Saved data entries
BEGIN

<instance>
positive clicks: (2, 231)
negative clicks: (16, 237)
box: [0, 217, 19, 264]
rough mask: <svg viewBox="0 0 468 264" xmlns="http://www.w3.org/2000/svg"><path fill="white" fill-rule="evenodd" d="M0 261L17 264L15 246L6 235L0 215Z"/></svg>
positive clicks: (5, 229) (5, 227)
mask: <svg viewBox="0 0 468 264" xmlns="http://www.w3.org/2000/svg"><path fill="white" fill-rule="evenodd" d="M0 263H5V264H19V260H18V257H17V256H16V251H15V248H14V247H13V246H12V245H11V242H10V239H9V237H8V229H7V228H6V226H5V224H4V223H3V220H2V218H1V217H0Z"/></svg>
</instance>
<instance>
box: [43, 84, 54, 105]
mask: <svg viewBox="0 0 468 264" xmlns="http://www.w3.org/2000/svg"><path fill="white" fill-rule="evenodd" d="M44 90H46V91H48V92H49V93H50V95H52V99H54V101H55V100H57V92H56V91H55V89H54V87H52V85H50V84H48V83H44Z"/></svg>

END

To do
All the records above need to be output exactly, with none omitted.

Exercise result
<instance>
positive clicks: (2, 231)
negative clicks: (16, 237)
box: [0, 217, 19, 264]
rough mask: <svg viewBox="0 0 468 264" xmlns="http://www.w3.org/2000/svg"><path fill="white" fill-rule="evenodd" d="M0 261L17 264L15 246L6 235L0 215Z"/></svg>
positive clicks: (5, 229) (5, 227)
mask: <svg viewBox="0 0 468 264" xmlns="http://www.w3.org/2000/svg"><path fill="white" fill-rule="evenodd" d="M0 263H5V264H19V260H18V257H17V256H16V251H15V248H14V247H13V246H12V245H11V242H10V239H9V237H8V229H7V228H6V226H5V224H4V223H3V220H2V218H1V217H0Z"/></svg>
</instance>
<instance>
box: [43, 84, 54, 105]
mask: <svg viewBox="0 0 468 264" xmlns="http://www.w3.org/2000/svg"><path fill="white" fill-rule="evenodd" d="M44 90H46V91H48V92H49V93H50V95H52V99H54V101H55V100H57V92H56V91H55V89H54V87H52V85H50V84H48V83H44Z"/></svg>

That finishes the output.